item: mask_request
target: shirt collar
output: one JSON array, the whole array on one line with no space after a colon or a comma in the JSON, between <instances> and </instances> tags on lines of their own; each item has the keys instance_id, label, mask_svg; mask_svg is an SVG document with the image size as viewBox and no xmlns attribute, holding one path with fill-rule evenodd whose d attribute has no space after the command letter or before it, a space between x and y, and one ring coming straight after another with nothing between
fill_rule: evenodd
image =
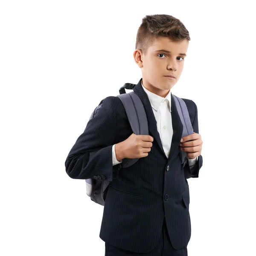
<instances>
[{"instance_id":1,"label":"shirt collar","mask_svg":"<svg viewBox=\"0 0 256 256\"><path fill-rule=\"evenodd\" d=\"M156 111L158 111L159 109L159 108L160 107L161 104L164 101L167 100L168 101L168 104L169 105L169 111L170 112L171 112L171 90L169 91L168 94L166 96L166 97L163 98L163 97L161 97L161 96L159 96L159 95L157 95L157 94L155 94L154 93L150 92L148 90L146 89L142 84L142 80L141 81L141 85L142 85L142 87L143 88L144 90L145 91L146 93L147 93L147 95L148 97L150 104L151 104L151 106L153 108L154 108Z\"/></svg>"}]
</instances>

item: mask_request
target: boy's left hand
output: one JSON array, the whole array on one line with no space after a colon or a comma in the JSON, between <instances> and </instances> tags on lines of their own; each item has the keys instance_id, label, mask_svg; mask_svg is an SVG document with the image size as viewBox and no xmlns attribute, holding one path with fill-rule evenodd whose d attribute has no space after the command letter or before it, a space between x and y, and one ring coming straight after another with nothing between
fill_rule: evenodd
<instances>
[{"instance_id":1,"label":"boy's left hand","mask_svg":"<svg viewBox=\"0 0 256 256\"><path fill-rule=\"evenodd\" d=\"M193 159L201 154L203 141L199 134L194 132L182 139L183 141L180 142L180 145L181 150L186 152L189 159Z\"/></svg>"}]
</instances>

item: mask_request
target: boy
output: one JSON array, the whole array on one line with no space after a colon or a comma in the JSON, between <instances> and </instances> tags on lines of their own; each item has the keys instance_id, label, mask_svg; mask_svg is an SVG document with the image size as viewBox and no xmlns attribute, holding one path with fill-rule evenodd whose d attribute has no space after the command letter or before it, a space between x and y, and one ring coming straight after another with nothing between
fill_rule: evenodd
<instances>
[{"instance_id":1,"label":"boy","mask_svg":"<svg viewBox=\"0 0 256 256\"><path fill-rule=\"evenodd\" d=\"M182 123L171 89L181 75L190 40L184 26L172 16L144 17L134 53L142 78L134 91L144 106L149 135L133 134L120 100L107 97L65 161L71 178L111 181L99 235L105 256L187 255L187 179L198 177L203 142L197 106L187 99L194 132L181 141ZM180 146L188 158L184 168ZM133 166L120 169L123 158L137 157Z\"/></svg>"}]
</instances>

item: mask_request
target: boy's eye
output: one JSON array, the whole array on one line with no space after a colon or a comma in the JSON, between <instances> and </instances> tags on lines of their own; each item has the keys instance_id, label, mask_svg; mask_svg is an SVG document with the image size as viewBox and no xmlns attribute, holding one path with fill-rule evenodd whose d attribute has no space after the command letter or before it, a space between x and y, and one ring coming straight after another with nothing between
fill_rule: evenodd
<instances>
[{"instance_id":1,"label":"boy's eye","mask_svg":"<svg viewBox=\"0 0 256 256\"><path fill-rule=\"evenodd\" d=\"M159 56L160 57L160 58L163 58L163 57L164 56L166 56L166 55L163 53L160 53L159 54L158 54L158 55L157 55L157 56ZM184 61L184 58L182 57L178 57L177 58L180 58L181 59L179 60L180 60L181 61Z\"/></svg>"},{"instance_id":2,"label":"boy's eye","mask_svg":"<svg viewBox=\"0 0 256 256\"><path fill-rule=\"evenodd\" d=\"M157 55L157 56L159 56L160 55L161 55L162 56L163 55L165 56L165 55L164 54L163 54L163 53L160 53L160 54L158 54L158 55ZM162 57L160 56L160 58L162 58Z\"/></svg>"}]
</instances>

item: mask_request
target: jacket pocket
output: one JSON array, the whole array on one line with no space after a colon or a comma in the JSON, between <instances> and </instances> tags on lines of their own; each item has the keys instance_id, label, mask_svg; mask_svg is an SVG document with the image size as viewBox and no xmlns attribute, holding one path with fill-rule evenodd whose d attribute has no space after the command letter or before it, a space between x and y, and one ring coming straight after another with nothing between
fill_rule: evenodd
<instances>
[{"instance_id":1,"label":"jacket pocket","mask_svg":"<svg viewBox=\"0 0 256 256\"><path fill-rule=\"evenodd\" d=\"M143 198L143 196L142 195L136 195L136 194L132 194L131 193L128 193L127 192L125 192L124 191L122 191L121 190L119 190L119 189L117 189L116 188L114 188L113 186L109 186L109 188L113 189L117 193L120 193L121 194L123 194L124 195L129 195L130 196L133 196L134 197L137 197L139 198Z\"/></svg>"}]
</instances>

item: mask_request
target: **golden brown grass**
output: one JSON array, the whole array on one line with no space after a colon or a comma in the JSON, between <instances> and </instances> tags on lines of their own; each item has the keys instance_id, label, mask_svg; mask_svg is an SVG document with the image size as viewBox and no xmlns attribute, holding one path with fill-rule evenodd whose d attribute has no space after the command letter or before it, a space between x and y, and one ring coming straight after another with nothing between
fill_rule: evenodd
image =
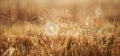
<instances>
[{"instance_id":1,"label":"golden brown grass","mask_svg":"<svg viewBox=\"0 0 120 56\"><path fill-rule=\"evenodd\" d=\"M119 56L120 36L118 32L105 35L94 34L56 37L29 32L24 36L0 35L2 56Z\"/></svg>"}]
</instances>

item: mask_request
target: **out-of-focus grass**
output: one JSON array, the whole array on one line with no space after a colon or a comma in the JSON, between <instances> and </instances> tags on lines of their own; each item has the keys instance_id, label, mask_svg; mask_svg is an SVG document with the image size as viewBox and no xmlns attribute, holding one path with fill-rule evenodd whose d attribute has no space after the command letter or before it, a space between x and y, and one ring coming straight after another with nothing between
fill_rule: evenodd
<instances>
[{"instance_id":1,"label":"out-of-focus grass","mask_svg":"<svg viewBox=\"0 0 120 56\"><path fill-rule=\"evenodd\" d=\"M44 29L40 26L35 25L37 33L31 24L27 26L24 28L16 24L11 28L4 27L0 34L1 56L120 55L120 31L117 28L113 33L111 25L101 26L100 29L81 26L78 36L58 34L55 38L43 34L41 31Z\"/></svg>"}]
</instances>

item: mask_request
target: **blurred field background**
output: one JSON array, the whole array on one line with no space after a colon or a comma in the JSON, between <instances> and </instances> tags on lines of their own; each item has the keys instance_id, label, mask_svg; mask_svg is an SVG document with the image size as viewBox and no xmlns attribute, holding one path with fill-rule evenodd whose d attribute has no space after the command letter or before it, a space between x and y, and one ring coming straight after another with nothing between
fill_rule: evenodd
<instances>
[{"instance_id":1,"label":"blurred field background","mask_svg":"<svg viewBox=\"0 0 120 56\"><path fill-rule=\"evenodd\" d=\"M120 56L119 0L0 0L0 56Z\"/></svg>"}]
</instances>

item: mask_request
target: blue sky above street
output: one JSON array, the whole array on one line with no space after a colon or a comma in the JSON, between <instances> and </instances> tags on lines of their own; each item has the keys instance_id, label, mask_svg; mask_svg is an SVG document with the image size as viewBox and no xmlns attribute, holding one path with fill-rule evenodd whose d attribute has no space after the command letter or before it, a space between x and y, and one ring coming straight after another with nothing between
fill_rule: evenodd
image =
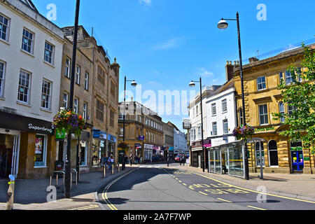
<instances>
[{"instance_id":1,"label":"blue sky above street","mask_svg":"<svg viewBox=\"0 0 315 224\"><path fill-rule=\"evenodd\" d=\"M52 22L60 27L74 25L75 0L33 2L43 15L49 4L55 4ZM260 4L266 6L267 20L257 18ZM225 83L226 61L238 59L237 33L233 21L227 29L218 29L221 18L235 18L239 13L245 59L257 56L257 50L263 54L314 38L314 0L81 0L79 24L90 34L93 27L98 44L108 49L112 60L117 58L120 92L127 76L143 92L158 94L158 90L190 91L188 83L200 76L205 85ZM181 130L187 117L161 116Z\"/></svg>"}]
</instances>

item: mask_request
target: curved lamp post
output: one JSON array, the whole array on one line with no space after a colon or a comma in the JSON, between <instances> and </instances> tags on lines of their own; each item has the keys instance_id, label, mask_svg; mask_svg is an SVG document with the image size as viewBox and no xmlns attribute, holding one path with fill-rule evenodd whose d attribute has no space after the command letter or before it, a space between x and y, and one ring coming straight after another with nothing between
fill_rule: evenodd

# [Exercise instructions]
How many lines of the records contain the string "grass"? Reply with the number only.

# [Written solution]
4